** start Excerpt to read **

3. Do we want to support retractions in iteration?
I think support iteration is  a very complicated function。I am not sure,
but i think the implementation of the iteration may be implemented
according to the current batch mode, and the retraction is temporarily not
supported, assuming that the trained data will not be updated in the
current iteration. The updated data will be used in the next iteration.  So
I think we should in-depth discussion  in a new threading.

BTW, I find that you have had leave the very useful comments in the google
doc:
https://docs.google.com/document/d/1tnpxg31EQz2-MEzSotwFzqatsB4rNLz0I-l_vPa5H4Q/edit#

Thanks again for both your mail feedback and doc comments !

Best,
Jincheng



Fabian Hueske <fhue...@gmail.com> 于2018年11月6日周二 下午6:21写道：

> Thanks for the replies Xiaowei and others!
>
> You are right, I did not consider the batch optimization that would be
> missing if the DataSet API would be ported to extend the DataStream API.
> By extending the scope of the Table API, we can gain a holistic logical &
> physical optimization which would be great!
> Is your plan to move all DataSet API functionality into the Table API?
> If so, do you envision any batch-related API in DataStream at all or should
> this be done by converting a batch table to DataStream? I'm asking because
> if there would be batch features in DataStream, we would need some
> optimization there as well.
>
> I think the proposed separation of Table API (stateless APIs) and
> DataStream (APIs that expose state handling) is a good idea.

** end Excerpt to read **
** start Data excerpts **

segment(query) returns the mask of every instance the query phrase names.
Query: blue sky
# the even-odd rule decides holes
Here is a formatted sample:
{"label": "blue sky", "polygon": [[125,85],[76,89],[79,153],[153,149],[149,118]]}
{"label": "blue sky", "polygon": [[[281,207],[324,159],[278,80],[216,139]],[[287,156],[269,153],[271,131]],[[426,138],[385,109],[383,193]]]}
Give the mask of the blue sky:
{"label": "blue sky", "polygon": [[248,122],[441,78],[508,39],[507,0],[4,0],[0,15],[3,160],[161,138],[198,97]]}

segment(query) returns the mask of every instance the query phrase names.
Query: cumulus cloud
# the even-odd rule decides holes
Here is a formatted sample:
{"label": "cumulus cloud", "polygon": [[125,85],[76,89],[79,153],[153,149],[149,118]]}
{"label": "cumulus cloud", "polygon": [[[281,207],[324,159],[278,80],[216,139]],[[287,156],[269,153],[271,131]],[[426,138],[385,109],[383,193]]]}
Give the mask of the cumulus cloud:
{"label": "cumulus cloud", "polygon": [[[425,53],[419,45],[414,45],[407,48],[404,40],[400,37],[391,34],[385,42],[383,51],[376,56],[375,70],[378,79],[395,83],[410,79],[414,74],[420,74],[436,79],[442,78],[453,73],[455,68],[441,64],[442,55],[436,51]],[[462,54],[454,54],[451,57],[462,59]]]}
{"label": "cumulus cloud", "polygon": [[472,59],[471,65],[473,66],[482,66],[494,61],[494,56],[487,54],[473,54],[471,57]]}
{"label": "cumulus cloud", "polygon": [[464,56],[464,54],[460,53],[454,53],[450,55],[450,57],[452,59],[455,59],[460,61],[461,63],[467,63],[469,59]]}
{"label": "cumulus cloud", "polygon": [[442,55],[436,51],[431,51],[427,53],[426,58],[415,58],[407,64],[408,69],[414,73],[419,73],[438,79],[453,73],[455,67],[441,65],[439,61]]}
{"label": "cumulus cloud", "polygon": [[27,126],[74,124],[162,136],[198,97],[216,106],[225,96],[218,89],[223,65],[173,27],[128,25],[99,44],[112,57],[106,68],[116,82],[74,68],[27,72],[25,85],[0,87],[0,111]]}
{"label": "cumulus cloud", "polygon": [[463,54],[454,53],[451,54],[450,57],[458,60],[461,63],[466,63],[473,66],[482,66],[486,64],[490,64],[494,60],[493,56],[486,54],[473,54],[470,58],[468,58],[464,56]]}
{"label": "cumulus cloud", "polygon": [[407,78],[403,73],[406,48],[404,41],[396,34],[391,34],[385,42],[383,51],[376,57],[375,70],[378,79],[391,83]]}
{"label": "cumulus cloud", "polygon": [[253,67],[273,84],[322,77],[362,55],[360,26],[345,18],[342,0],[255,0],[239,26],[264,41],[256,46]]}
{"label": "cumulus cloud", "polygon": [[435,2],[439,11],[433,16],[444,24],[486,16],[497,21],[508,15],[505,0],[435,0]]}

** end Data excerpts **

# What needs to be done
Rewrite the passage of the Table API thread starting with "Fabian Hueske <fhue...@gmail.com>" and going on through "the DataStream API.", putting "batch-level optimization" wherever "batch optimization" appears.

# Solution to the problem
Fabian Hueske <fhue...@gmail.com> 于2018年11月6日周二 下午6:21写道：

> Thanks for the replies Xiaowei and others!
>
> You are right, I did not consider the batch-level optimization that would be
> missing if the DataSet API would be ported to extend the DataStream API.